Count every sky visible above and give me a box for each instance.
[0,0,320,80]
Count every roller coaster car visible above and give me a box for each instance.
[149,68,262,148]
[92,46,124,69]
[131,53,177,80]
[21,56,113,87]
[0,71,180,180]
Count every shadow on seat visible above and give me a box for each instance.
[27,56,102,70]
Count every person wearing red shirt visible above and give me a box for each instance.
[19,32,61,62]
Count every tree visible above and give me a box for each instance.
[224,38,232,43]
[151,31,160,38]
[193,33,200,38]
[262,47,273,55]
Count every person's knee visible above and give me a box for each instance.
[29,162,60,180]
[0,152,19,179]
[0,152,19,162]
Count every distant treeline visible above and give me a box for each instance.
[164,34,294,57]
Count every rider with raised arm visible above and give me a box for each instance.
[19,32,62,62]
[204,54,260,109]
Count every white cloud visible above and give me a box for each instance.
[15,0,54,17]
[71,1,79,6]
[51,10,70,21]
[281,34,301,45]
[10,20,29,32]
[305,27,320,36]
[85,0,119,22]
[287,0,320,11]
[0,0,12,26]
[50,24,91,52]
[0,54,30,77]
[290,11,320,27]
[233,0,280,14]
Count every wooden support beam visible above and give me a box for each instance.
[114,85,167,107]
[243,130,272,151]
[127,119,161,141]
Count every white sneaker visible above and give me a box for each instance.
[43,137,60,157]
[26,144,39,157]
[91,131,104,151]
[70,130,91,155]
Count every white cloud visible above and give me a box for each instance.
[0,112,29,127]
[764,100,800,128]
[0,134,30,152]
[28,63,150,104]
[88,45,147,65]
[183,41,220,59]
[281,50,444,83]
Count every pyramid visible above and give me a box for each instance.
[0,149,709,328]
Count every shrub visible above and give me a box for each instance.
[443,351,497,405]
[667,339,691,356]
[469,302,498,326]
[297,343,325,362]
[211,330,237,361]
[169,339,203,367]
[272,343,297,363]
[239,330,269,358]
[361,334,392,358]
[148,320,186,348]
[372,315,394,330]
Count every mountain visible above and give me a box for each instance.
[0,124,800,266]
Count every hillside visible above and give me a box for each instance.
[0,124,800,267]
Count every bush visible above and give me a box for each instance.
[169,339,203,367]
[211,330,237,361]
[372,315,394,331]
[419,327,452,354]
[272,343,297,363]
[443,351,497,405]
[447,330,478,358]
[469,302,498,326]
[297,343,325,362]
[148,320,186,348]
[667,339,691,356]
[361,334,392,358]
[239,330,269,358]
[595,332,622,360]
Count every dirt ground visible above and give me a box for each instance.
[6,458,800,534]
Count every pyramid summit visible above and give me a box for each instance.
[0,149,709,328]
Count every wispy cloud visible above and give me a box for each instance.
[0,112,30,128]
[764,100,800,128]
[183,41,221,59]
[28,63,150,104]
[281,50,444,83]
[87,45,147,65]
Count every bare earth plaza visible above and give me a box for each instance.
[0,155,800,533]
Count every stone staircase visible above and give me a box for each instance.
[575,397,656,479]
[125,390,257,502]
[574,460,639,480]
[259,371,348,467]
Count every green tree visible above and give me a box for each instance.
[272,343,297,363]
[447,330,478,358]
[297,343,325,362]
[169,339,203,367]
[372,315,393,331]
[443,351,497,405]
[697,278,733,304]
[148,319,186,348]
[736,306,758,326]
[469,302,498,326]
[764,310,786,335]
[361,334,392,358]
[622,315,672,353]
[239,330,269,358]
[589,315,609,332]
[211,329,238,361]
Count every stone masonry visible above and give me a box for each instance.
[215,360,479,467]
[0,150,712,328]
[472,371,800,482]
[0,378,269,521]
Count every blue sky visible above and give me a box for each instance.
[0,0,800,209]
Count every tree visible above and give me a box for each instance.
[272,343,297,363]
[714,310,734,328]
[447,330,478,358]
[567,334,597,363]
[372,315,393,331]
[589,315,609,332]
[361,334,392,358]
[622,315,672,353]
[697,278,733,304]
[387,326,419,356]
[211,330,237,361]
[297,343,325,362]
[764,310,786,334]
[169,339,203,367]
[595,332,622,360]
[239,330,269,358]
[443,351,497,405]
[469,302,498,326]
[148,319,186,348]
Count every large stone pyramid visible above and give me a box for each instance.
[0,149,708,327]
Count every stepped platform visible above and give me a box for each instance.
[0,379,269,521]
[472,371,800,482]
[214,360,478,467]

· · · · · · ·

■ The problem: Report every line in the material above that contains the word "person", copying each line in full.

■ Response to this task:
Count every person wearing red shirt visible above and give me a box for each instance.
Count every person's knee visible above and give me a box for each instance.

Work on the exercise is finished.